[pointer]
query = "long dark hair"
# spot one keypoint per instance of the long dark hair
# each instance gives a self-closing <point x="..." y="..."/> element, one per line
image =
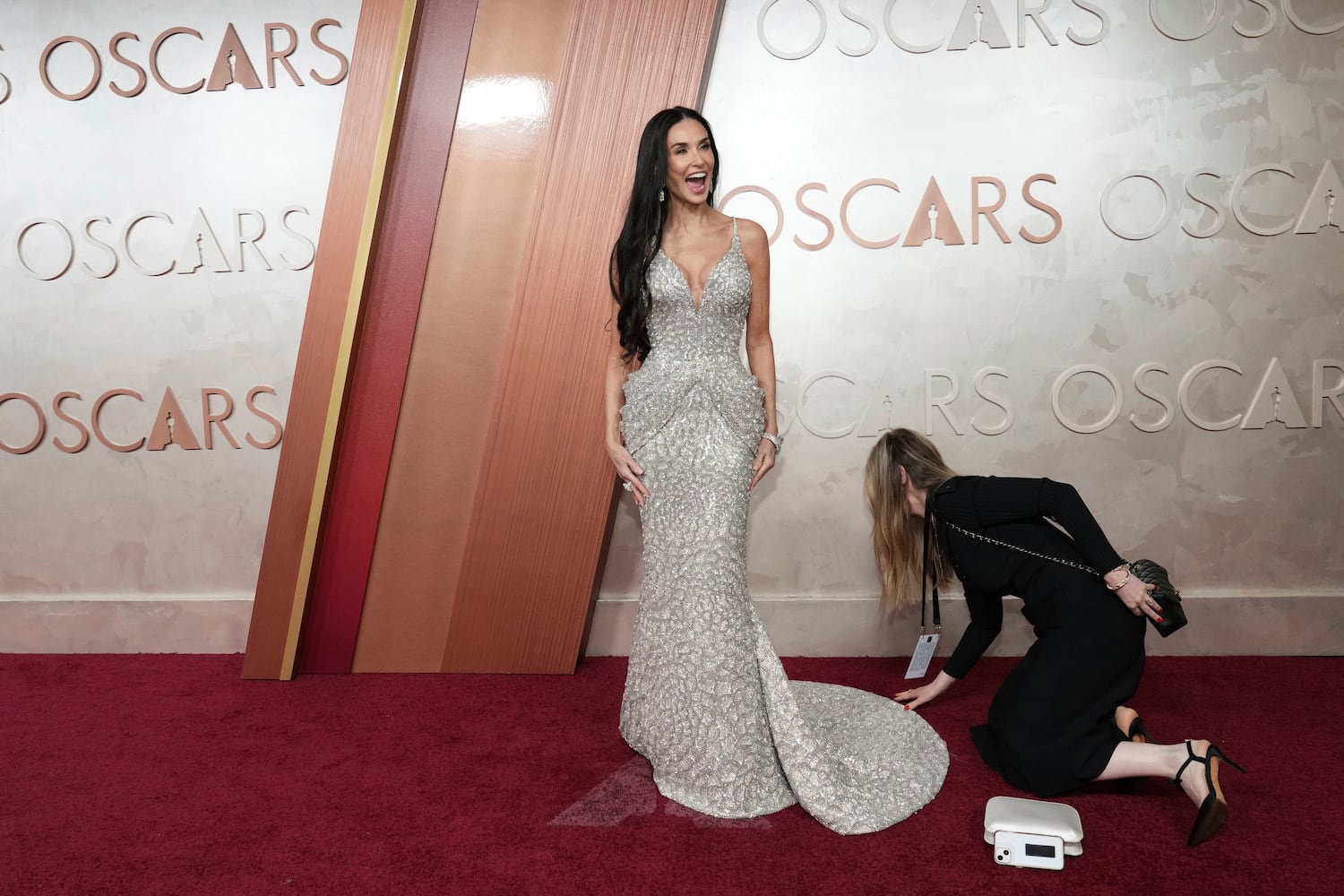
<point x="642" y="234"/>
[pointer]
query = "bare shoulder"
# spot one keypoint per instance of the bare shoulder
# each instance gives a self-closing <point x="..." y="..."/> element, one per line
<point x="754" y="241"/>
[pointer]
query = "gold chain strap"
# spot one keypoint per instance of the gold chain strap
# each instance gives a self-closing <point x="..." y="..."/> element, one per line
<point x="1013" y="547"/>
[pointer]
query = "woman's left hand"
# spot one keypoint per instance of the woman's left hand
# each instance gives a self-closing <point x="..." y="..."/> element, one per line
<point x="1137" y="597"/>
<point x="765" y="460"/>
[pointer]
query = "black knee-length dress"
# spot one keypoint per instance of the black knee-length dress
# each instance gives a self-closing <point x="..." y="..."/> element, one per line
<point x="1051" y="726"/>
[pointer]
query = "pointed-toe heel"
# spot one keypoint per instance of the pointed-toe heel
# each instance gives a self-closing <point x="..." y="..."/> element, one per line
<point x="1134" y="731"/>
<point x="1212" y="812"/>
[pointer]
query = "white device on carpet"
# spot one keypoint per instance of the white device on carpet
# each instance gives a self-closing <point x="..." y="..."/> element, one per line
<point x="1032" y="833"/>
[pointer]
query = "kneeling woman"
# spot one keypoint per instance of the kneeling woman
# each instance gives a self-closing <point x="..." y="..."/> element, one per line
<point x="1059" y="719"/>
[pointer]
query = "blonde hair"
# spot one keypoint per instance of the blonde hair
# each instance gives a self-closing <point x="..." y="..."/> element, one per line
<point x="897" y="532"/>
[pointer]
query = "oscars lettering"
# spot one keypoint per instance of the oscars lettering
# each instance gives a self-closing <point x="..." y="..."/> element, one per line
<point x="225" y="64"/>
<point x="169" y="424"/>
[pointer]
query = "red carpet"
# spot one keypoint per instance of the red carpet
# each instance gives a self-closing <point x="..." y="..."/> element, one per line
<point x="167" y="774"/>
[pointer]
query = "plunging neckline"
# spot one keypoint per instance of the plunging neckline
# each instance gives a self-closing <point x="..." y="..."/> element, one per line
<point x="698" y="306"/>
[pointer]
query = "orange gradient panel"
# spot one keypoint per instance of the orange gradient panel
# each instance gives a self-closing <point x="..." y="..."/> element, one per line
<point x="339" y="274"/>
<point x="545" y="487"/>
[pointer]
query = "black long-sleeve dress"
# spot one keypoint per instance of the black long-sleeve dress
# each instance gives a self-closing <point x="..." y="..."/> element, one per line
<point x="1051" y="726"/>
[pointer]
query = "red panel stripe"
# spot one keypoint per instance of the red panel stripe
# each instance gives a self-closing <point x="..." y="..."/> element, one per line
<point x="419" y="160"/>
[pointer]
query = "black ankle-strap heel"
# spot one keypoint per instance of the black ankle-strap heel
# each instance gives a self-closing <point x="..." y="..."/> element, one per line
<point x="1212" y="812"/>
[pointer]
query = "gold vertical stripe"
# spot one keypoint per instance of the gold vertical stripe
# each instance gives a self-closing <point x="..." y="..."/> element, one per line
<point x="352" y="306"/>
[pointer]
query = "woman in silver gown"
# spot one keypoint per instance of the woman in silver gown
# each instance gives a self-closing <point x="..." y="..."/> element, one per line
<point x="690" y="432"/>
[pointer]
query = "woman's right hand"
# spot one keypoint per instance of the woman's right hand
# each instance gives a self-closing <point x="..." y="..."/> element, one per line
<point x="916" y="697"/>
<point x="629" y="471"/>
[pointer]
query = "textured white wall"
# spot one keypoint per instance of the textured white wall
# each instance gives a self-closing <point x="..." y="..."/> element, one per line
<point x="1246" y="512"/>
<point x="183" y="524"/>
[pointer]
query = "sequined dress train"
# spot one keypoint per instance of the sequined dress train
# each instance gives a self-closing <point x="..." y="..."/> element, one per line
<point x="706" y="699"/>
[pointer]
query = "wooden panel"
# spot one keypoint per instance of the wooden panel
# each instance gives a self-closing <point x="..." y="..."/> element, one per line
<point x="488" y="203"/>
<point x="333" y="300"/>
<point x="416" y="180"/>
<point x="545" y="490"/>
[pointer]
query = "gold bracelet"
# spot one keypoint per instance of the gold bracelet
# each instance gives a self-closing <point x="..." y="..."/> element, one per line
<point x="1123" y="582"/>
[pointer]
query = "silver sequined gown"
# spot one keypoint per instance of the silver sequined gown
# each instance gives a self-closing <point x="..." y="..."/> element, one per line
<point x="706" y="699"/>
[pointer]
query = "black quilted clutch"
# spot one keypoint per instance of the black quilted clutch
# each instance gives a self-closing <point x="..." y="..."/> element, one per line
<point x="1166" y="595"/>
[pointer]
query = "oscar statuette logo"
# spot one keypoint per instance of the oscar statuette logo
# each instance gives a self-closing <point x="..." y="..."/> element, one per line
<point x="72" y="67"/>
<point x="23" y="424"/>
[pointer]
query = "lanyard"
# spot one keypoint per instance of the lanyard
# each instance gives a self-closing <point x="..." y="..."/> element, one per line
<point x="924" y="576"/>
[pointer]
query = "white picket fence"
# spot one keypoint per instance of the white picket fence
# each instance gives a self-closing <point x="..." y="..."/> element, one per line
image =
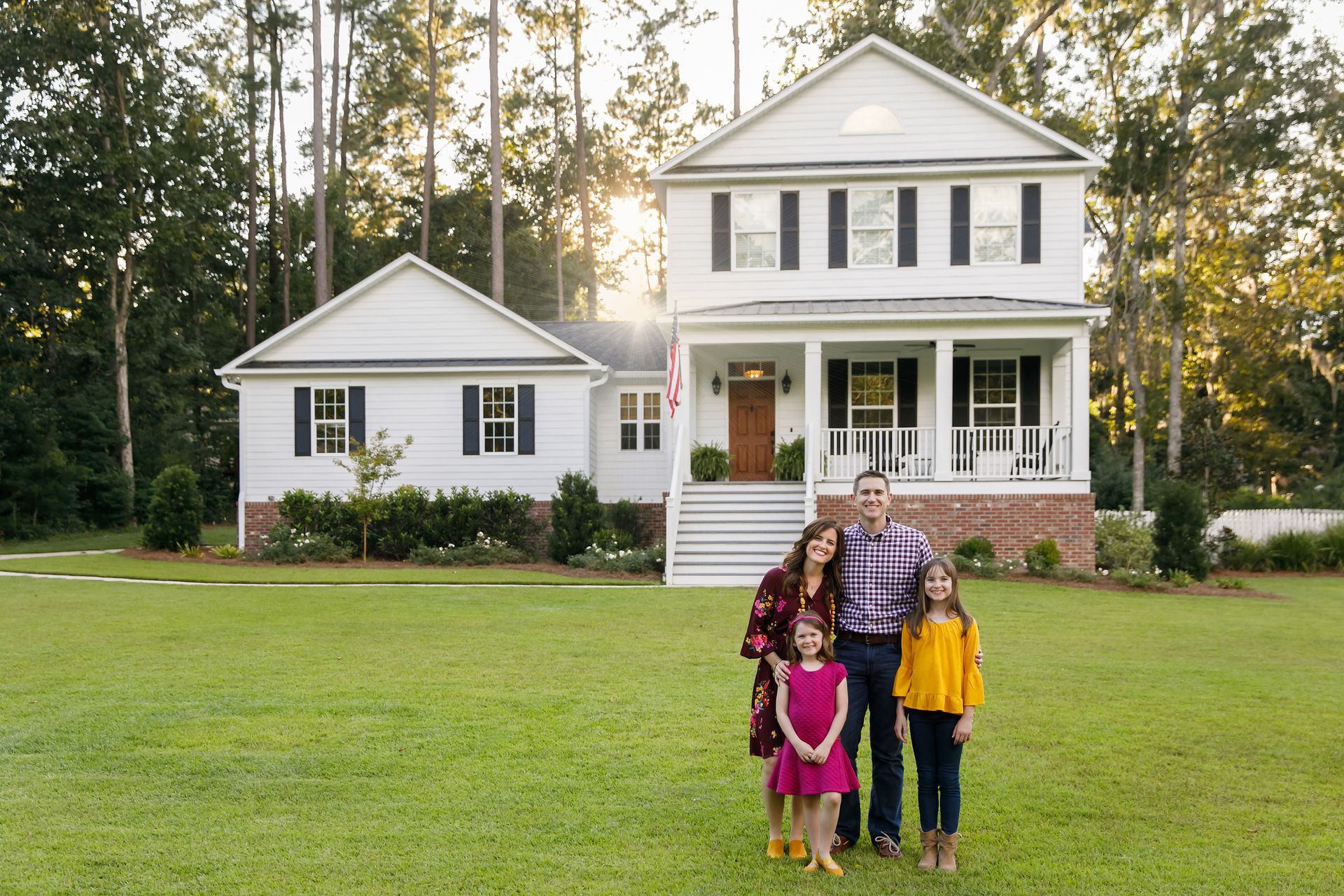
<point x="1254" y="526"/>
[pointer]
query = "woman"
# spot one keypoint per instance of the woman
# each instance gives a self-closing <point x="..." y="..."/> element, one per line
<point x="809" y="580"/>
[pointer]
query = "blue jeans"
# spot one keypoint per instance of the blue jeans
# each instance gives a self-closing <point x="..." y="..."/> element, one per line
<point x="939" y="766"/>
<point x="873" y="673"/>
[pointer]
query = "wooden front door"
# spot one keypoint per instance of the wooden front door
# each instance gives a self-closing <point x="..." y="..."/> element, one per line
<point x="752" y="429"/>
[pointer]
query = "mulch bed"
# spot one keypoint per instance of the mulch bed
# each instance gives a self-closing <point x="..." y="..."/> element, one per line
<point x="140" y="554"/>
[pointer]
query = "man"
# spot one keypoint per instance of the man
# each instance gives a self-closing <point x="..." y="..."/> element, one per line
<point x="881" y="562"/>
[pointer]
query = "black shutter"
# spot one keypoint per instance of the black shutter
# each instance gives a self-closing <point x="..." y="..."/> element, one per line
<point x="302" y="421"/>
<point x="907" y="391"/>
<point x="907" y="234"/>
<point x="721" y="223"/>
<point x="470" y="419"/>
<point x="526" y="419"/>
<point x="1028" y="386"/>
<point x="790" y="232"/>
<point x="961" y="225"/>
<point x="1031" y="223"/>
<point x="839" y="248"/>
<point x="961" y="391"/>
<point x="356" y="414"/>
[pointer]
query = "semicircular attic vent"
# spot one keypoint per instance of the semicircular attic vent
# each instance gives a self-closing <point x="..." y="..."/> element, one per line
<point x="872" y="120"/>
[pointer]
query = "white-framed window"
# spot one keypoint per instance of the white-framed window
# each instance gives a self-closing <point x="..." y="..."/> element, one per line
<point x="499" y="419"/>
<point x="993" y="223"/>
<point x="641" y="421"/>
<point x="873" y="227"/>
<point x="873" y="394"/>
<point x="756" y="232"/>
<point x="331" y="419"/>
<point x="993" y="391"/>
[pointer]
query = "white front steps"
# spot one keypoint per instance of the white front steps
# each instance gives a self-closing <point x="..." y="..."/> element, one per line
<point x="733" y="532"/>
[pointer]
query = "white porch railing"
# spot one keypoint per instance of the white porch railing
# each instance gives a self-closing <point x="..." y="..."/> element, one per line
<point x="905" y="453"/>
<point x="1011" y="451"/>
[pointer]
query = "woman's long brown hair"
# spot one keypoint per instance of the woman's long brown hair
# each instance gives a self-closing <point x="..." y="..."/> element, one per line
|---|
» YOUR INSTRUCTIONS
Pictures are excluded; copy all other data exactly as shown.

» RESULT BELOW
[pointer]
query = "long dark hair"
# spot one keypoint per instance of the long dark hair
# each instance gives a self-closing <point x="..." y="..."/> element, one per line
image =
<point x="642" y="234"/>
[pointer]
query = "bare shoulder"
# spot one keypoint per instance of the bare shoulder
# each instance gives a self-closing <point x="..." y="..."/> element, one per line
<point x="754" y="241"/>
[pointer]
query = "gold chain strap"
# spot one keypoint per instance of the gold chain strap
# each instance gives a self-closing <point x="..." y="..."/> element, one per line
<point x="1013" y="547"/>
[pointer]
query = "woman's left hand"
# spot one keypoint per instance of the woman's left hand
# each instance gives a self-closing <point x="..." y="..."/> element, one per line
<point x="1137" y="597"/>
<point x="765" y="460"/>
[pointer]
query = "black knee-length dress"
# spot one keypoint per instance of the black knee-length dress
# each instance gives a self-closing <point x="..." y="..."/> element, one per line
<point x="1051" y="726"/>
[pointer]
query = "pointed-toe heel"
# spot one keypoint per instance of the pointed-toe heel
# each instance gives a self-closing <point x="..." y="..."/> element, one per line
<point x="1134" y="731"/>
<point x="1212" y="812"/>
[pointer]
query = "white device on carpet"
# spot one keypoint per instance of the white device on carpet
# each instance gives a self-closing <point x="..." y="..."/> element, one per line
<point x="1032" y="833"/>
[pointer]
query = "kneeling woman"
# spot one keypoint per instance of the kneeling woman
# each instance gives a self-closing <point x="..." y="..."/> element, one per line
<point x="1059" y="719"/>
[pointer]
query = "blonde hair"
# spot one keypoint per instance of the blonde hair
# each instance gives a self-closing <point x="..." y="..."/> element, one per line
<point x="897" y="532"/>
[pointer]
query = "oscars lettering"
# spot one keypoint per instance of the oscars lettering
# each instance gives a self-closing <point x="..." y="..."/> element, one per line
<point x="225" y="64"/>
<point x="169" y="424"/>
[pointer]
query = "red carpet"
# spot one keypoint per instance of the red carpet
# each instance gives a self-closing <point x="..." y="..."/> element, one per line
<point x="167" y="774"/>
[pointer]
query = "plunging neckline"
# spot one keypoint per instance of the plunging neckline
# each instance gives a self-closing <point x="..." y="..."/> element, one per line
<point x="698" y="306"/>
[pointer]
query = "orange gradient panel"
# spot one keypoint per instance of the orange gradient panel
# each instance gives a self-closing <point x="..." y="..."/> element, one per line
<point x="339" y="274"/>
<point x="545" y="487"/>
[pointer]
query = "black long-sleeve dress"
# spot one keypoint per instance of the black long-sleeve dress
# each instance gives a self-closing <point x="..." y="..."/> element, one per line
<point x="1051" y="726"/>
[pointer]
query = "red panel stripe"
# spot one keypoint per instance of the red panel stripe
# each instance gives a self-closing <point x="..." y="..."/> element, one per line
<point x="419" y="160"/>
[pointer]
query = "black ankle-strap heel"
# spot one keypoint per instance of the black ankle-strap heel
# each instance gives a self-closing <point x="..." y="..."/> element, one per line
<point x="1212" y="812"/>
[pointer]
query = "gold vertical stripe"
# spot one keypoint per instance of the gold vertical stripe
# each instance gives a self-closing <point x="..." y="..."/> element, one per line
<point x="352" y="306"/>
[pointer]
query = "woman in silver gown"
# spot one keypoint per instance of the woman in silver gown
# each instance gives a self-closing <point x="..." y="..."/> element, one per line
<point x="690" y="432"/>
[pointer]
query = "woman's right hand"
# spot one keypoint per instance of the woman's right hand
# each instance gives a self-closing <point x="..." y="..."/> element, one per line
<point x="916" y="697"/>
<point x="629" y="471"/>
[pointer]
query = "textured white wall"
# spot one keypoint per instance of the textured white wall
# each instance gives a self-closing <point x="..." y="..."/> element, one per line
<point x="1246" y="512"/>
<point x="183" y="524"/>
[pointer]
query = "sequined dress train"
# spot one keypoint per instance of the sequined dress train
# each instance gives a self-closing <point x="..." y="..."/> element, one per line
<point x="706" y="699"/>
[pointer]
query = "wooden panel"
# spot one keypoint per instance of the wooden panel
# each instance gives a self-closing <point x="..." y="..."/> element, one per line
<point x="488" y="203"/>
<point x="333" y="300"/>
<point x="416" y="180"/>
<point x="545" y="490"/>
[pointer]
query = "gold bracelet"
# spot one keypoint per instance of the gold bracelet
# each instance gives a self-closing <point x="..." y="..."/> element, one per line
<point x="1123" y="582"/>
[pointer]
query = "silver sequined gown"
# spot one keypoint per instance of the silver sequined gown
# each instance gives a self-closing <point x="..." y="..."/> element, one per line
<point x="706" y="699"/>
[pointer]
query = "black quilted clutch"
# spot one keypoint per instance of the black quilted clutch
# each instance gives a self-closing <point x="..." y="..."/> element, one per line
<point x="1166" y="595"/>
[pointer]
query = "oscar statuette logo"
# spot one keypoint per instance of the oscar statuette logo
# each instance gives a self-closing <point x="..." y="..."/> element, one per line
<point x="72" y="67"/>
<point x="23" y="424"/>
[pointer]
query = "lanyard"
# spot one keypoint per instance of the lanyard
# each instance gives a self-closing <point x="..." y="..."/> element, one per line
<point x="924" y="576"/>
[pointer]
query = "white picket fence"
# spot one keypoint per instance of the white picket fence
# each instance gives a self-closing <point x="..." y="..."/> element, one per line
image =
<point x="1254" y="526"/>
[pointer]
query = "woman"
# spot one keypoint per instance of the woman
# each instance gives a self-closing <point x="..." y="..."/> element, one per line
<point x="809" y="580"/>
[pointer]
query = "blue jeans"
# spot one keypoint per instance of the blue jeans
# each instance gives a self-closing <point x="..." y="..."/> element, one per line
<point x="939" y="766"/>
<point x="873" y="673"/>
[pointer]
query = "wooden front door"
# spot one keypoint per instance of the wooden front door
# each instance gives a self-closing <point x="..." y="..."/> element, one per line
<point x="752" y="429"/>
[pointer]
query = "mulch bed"
# spot one keypoint per instance of the mulch bed
# each instance gives a self-closing <point x="..." y="..."/> element, one per line
<point x="140" y="554"/>
[pointer]
query = "man"
# spot one keypoint per instance of the man
# each instance gives a self-closing <point x="..." y="..."/> element, one per line
<point x="881" y="562"/>
[pointer]
query = "black shutter"
# spot one keypoint per instance of the black shutter
# each instance gives a self-closing <point x="..." y="..."/> element, one per line
<point x="302" y="421"/>
<point x="907" y="391"/>
<point x="907" y="234"/>
<point x="721" y="223"/>
<point x="470" y="419"/>
<point x="526" y="419"/>
<point x="1028" y="386"/>
<point x="790" y="232"/>
<point x="961" y="225"/>
<point x="1031" y="223"/>
<point x="839" y="248"/>
<point x="961" y="391"/>
<point x="356" y="414"/>
[pointer]
query = "semicircular attic vent"
# spot one keypoint per instance of the semicircular attic vent
# each instance gives a self-closing <point x="..." y="..."/> element, one per line
<point x="872" y="120"/>
[pointer]
query = "white-framed window"
# spot one keypoint per instance of the white-framed window
# each instance gives a self-closing <point x="..." y="..."/> element, one per line
<point x="499" y="419"/>
<point x="993" y="223"/>
<point x="641" y="421"/>
<point x="873" y="227"/>
<point x="873" y="394"/>
<point x="756" y="232"/>
<point x="331" y="419"/>
<point x="993" y="391"/>
[pointer]
query = "white front steps"
# spot one keypoint per instance of the white front steps
# each instance gives a self-closing <point x="..." y="..."/> element, one per line
<point x="733" y="532"/>
[pointer]
query = "white porch railing"
# spot one keypoint per instance of the white porch railing
# each instance gives a self-closing <point x="..." y="..."/> element, one per line
<point x="905" y="453"/>
<point x="1011" y="451"/>
[pointer]
query = "woman's long brown hair"
# spot one keypoint per instance of the woman's long brown hair
# each instance gives a self-closing <point x="..." y="..."/> element, one per line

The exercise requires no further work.